### Source data:
****************************************

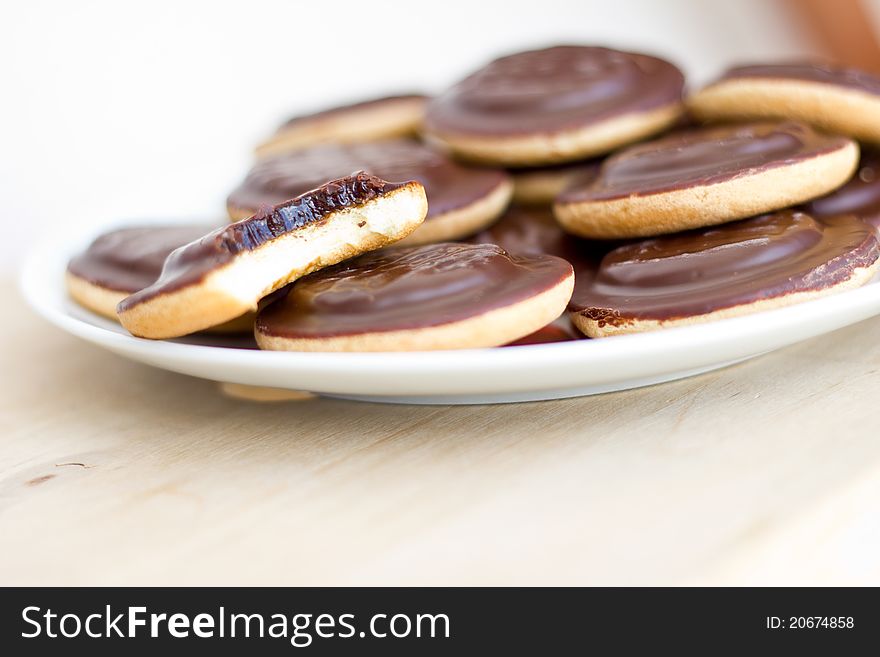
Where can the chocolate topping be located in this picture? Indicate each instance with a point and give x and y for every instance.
(409, 288)
(534, 231)
(552, 90)
(824, 73)
(189, 264)
(701, 157)
(353, 107)
(860, 196)
(448, 185)
(702, 271)
(130, 259)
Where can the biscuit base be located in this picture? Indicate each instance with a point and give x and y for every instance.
(836, 109)
(237, 287)
(103, 301)
(541, 187)
(559, 147)
(263, 394)
(490, 329)
(401, 117)
(708, 205)
(463, 222)
(619, 325)
(447, 227)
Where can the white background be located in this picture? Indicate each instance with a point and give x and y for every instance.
(114, 111)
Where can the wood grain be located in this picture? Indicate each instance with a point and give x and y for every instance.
(116, 473)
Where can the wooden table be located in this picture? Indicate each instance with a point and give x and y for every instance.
(113, 472)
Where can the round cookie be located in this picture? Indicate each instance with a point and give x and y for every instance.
(380, 118)
(228, 271)
(461, 200)
(123, 261)
(725, 271)
(860, 196)
(556, 105)
(439, 296)
(833, 98)
(541, 185)
(704, 177)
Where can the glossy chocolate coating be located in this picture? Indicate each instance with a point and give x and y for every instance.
(860, 196)
(130, 259)
(552, 90)
(705, 156)
(409, 288)
(809, 72)
(702, 271)
(189, 264)
(353, 107)
(534, 231)
(448, 185)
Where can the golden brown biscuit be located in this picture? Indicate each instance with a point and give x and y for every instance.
(704, 177)
(834, 98)
(231, 269)
(724, 271)
(123, 261)
(439, 296)
(556, 105)
(461, 199)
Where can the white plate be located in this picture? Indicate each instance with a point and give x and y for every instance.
(472, 376)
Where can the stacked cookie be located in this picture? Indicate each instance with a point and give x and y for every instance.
(558, 188)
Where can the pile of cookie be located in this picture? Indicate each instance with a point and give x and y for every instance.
(553, 194)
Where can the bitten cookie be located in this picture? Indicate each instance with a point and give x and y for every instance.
(380, 118)
(735, 269)
(461, 200)
(834, 98)
(556, 105)
(228, 271)
(860, 196)
(541, 185)
(440, 296)
(124, 261)
(704, 177)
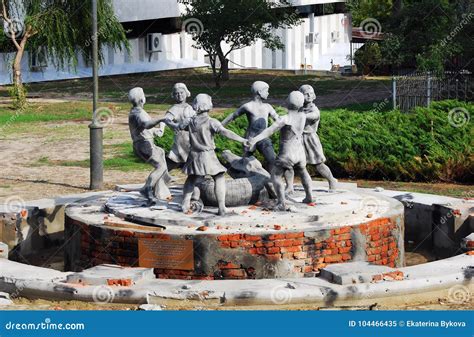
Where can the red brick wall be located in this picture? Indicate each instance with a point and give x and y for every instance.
(306, 254)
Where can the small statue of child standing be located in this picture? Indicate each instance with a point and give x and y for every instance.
(140, 124)
(202, 159)
(291, 155)
(178, 114)
(312, 144)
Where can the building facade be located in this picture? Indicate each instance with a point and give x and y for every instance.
(159, 41)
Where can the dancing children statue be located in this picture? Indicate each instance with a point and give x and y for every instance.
(202, 159)
(178, 114)
(291, 156)
(140, 124)
(257, 112)
(312, 144)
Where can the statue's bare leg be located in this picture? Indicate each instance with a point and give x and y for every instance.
(219, 188)
(277, 178)
(326, 173)
(152, 181)
(306, 181)
(268, 153)
(171, 166)
(188, 190)
(290, 182)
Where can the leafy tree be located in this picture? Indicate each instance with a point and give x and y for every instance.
(238, 24)
(365, 9)
(368, 57)
(63, 27)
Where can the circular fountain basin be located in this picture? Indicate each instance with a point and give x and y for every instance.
(252, 242)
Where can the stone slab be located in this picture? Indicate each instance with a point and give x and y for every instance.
(111, 275)
(5, 299)
(352, 272)
(316, 184)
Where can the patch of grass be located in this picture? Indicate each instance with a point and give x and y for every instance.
(123, 160)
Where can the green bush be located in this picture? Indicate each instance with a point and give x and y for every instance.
(373, 144)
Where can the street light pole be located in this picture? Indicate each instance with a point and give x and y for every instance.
(96, 129)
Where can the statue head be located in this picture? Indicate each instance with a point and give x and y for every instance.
(202, 103)
(295, 100)
(261, 89)
(308, 92)
(180, 92)
(136, 96)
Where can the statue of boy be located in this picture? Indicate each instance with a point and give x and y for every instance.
(202, 159)
(140, 124)
(312, 144)
(291, 156)
(257, 112)
(178, 114)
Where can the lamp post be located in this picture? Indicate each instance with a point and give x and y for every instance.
(96, 129)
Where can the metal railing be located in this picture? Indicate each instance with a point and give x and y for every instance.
(420, 89)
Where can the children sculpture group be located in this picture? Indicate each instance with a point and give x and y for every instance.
(194, 149)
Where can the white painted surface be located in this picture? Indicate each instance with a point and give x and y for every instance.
(178, 51)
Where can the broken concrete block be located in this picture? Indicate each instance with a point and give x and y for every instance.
(3, 251)
(5, 299)
(111, 275)
(467, 243)
(150, 307)
(353, 272)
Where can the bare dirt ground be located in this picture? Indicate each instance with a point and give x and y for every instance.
(23, 174)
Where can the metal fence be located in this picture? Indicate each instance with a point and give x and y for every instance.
(420, 89)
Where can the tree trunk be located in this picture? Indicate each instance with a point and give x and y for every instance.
(225, 69)
(397, 7)
(17, 68)
(223, 73)
(19, 92)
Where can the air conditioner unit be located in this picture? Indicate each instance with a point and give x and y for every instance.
(312, 38)
(154, 42)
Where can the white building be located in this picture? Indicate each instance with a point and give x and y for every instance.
(321, 40)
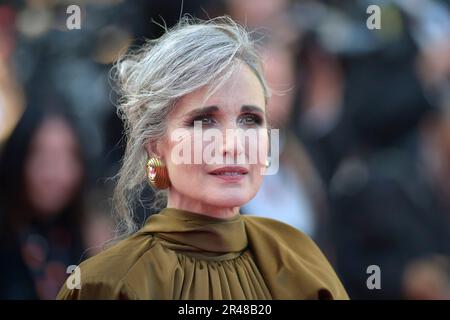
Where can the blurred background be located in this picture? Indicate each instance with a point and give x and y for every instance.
(364, 118)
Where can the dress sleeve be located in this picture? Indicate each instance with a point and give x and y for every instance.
(97, 289)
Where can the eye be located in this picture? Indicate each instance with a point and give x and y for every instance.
(250, 119)
(206, 120)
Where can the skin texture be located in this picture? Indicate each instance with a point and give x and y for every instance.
(193, 188)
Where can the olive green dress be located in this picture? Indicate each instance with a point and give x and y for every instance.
(185, 255)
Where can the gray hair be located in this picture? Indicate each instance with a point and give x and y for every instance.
(192, 54)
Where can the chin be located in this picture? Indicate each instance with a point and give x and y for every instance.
(229, 198)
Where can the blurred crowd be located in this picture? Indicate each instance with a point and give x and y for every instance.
(364, 119)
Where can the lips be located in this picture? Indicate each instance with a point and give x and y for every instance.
(230, 174)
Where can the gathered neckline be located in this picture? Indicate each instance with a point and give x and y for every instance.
(195, 232)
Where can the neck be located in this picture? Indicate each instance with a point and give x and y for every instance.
(196, 206)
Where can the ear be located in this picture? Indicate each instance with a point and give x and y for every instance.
(154, 149)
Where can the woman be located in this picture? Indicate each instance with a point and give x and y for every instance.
(207, 77)
(42, 173)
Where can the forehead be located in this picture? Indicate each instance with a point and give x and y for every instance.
(241, 88)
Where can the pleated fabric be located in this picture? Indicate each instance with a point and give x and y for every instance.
(185, 255)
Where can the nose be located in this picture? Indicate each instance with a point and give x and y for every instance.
(233, 143)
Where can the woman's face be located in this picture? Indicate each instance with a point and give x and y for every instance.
(227, 175)
(53, 170)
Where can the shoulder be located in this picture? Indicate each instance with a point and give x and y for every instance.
(107, 274)
(295, 252)
(280, 230)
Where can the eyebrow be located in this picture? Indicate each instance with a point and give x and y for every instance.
(213, 109)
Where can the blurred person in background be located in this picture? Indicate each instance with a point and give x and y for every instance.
(386, 207)
(41, 208)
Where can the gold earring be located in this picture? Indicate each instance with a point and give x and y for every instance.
(157, 173)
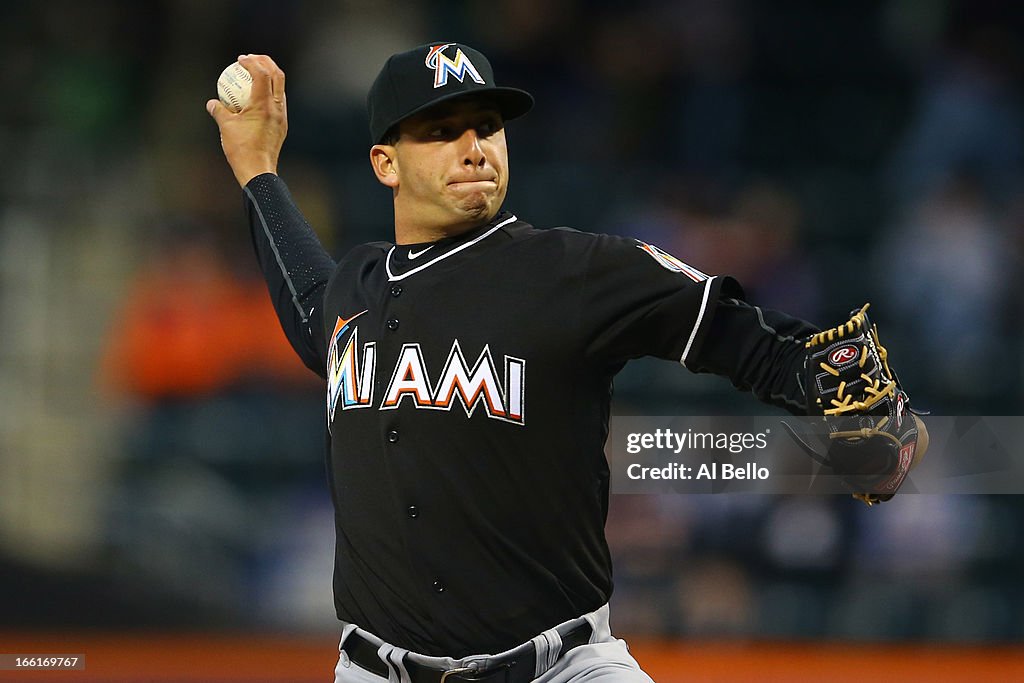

****************************************

Count the lines in the records above that contain the string "statue", matching case exactly. Reply with only that number.

5